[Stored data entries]
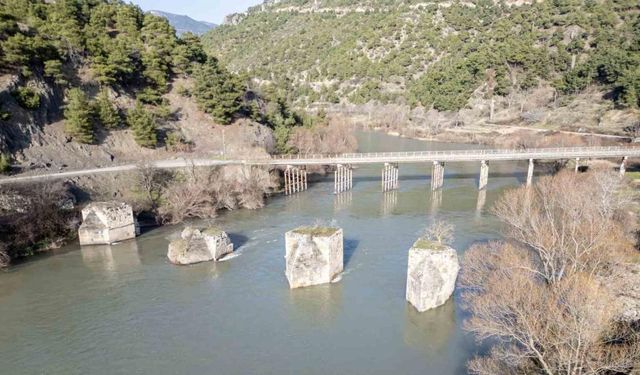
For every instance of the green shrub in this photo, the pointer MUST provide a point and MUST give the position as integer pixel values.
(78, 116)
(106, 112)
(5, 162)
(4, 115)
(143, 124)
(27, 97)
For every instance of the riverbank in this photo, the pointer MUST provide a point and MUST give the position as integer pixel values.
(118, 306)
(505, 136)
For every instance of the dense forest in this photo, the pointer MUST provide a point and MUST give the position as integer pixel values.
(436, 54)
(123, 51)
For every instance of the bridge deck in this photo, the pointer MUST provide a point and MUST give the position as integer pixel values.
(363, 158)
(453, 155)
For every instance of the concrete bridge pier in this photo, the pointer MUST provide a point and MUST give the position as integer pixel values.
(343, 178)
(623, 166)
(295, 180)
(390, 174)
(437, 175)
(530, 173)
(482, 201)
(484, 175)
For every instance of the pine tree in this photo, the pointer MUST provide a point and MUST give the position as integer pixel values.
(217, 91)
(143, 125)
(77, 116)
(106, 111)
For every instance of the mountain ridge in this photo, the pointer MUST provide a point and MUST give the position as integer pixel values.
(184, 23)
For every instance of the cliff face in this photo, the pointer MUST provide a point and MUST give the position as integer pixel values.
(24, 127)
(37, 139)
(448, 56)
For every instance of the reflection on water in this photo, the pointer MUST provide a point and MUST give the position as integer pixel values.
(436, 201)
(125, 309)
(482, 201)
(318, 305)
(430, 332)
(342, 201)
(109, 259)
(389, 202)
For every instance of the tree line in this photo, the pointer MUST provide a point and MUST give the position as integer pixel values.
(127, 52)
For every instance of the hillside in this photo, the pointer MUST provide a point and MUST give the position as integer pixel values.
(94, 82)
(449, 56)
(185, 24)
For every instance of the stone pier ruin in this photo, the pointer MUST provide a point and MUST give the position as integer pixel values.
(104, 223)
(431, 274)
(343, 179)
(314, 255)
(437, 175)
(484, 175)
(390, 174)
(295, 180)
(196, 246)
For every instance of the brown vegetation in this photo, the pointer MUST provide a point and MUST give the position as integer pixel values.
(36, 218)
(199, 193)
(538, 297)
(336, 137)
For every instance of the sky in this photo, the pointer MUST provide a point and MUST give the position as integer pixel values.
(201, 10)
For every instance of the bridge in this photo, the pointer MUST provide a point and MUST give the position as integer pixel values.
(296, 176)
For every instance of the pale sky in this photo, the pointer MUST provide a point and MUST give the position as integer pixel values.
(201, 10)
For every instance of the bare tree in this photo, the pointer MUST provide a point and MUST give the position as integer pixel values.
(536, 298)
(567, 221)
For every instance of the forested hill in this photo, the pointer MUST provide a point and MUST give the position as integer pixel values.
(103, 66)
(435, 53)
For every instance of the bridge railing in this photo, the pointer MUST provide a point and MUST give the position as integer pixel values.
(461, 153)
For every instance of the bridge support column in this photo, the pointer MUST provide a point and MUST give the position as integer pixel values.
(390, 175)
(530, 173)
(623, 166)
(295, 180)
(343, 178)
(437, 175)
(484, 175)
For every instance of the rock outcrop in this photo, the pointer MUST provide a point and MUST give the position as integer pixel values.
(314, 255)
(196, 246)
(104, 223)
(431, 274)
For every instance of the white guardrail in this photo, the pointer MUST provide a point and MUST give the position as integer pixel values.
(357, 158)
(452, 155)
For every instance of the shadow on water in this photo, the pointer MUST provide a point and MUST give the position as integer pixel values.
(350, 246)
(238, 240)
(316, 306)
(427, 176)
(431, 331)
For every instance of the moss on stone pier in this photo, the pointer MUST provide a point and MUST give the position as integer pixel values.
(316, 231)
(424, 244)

**What to do**
Print every entry exactly; omit the pictures.

**Answer space**
For every instance of the green shrub in this photo, the pointer MUST provide a point and MUST give the position as integer pixel values.
(78, 116)
(106, 112)
(5, 162)
(4, 115)
(143, 124)
(27, 97)
For every instance of the riverbank in this photo, the pointer MUST provide a point and MUST give the position as integer pixel values.
(118, 306)
(505, 136)
For every instance of the dense forest in this photo, the pointer MUST provide a point and MUST give the position as integer pixel values.
(436, 54)
(123, 51)
For every instance of the bridge deck in this photo, the pointer MUST provide a point and MUST give the position as integer pixel values.
(363, 158)
(453, 155)
For every instance of the concrete bridge pier in this photo, the pointer MUST provide a point and MUST give the position as integer pixel values.
(343, 178)
(623, 166)
(295, 180)
(390, 174)
(437, 175)
(530, 173)
(482, 201)
(484, 175)
For every instance of the pine tree in this photo, the pointer MUST provide a point and MUST give the position as integer pixel values.
(217, 91)
(143, 125)
(77, 116)
(106, 111)
For every instance of the mountain ridge in this photo, the pointer MUST provide a point and MUST give the position as integer pixel values.
(184, 23)
For every instance of the cliff face in this photo, the pointer MUST provide a point and MUST give the position as integer pixel values.
(24, 127)
(37, 139)
(448, 56)
For every instance of the reflection on water in this photo, the pointer MUST provide a point and MUST give the position as integer pixel values.
(436, 201)
(125, 309)
(482, 201)
(318, 305)
(430, 332)
(342, 201)
(109, 259)
(389, 202)
For every instance of the tree line in this photo, the pointer MUST provide a point and MUST give the position as integer pixel values.
(127, 52)
For every instance of the hillside in this photo, the pointer MUST provide a point and MUST give the position as integer pixel values.
(94, 82)
(449, 56)
(185, 24)
For every instance of the stone pier ruin in this photo, the pointer MUST provide a point and MUST give the position as integer pixel values.
(104, 223)
(431, 274)
(343, 179)
(314, 255)
(437, 175)
(484, 175)
(390, 174)
(295, 180)
(196, 246)
For every instance of the brown vegetation in this photo, the pointer MUST provide a point and MUST give the position as integer pixel values.
(36, 218)
(199, 193)
(538, 297)
(336, 137)
For every instance of the sky in this photo, the pointer MUST provide a point and MUST give the position as integer pixel values.
(201, 10)
For every instance of the bridge in this photo, the pointer MUST provide a point and MUST give the position as integer pixel values.
(296, 176)
For every instance of the pale sky in this photo, the pointer MUST provide a point and MUST give the position as integer pixel values.
(201, 10)
For every instance of the bare tree in this photo, the pointer MUST provide a point and MUST give the position as integer pixel values.
(536, 298)
(567, 221)
For every instance of the forested hill in this photo, the pointer MUST provide a point and MUST give the position as integer pixel values.
(103, 66)
(435, 53)
For every instance of the bridge railing in this photo, the pointer MUST provide a point and MUST give the position as integer pixel values.
(461, 153)
For every instance of the bridge support column in this photo, the pointer MUST provide a point and MUST give the position as integer pixel values.
(390, 175)
(530, 173)
(623, 166)
(295, 180)
(343, 178)
(437, 175)
(484, 175)
For every instance of the rock outcrop in this photo, the pointer MUST provide a point and MUST give the position as integer pixel values.
(314, 255)
(196, 246)
(104, 223)
(431, 274)
For every instance of the white guardrail in this photo, the pointer MUST provide a point and MUST give the position as integer pixel values.
(357, 158)
(452, 155)
For every instance of the shadow on water in this photo, the pointer MUST provide a point and MUST give the position as integer pixel values.
(350, 246)
(238, 240)
(316, 306)
(427, 176)
(431, 331)
For every instance of the moss on stone pier in this photo, the pointer MUST provide a point and MUST give the position as integer pixel values.
(316, 231)
(424, 244)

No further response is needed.